— Task brief —
Present every line of the listing below as a JSON list of strings, one string per line, leaving out blank lines.

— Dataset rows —
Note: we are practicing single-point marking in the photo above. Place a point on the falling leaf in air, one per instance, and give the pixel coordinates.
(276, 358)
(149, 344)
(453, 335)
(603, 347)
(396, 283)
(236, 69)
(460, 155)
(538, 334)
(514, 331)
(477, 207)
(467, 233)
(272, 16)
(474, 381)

— Task solution —
[
  "Note: we are practicing single-point marking in the photo above. Place a point on the falling leaf in air, one per instance, and give the pixel coordinates.",
  "(276, 358)",
  "(149, 344)",
  "(453, 335)",
  "(603, 347)",
  "(396, 283)",
  "(236, 69)",
  "(460, 155)",
  "(538, 334)",
  "(514, 331)",
  "(477, 207)",
  "(467, 233)",
  "(272, 16)",
  "(474, 381)"
]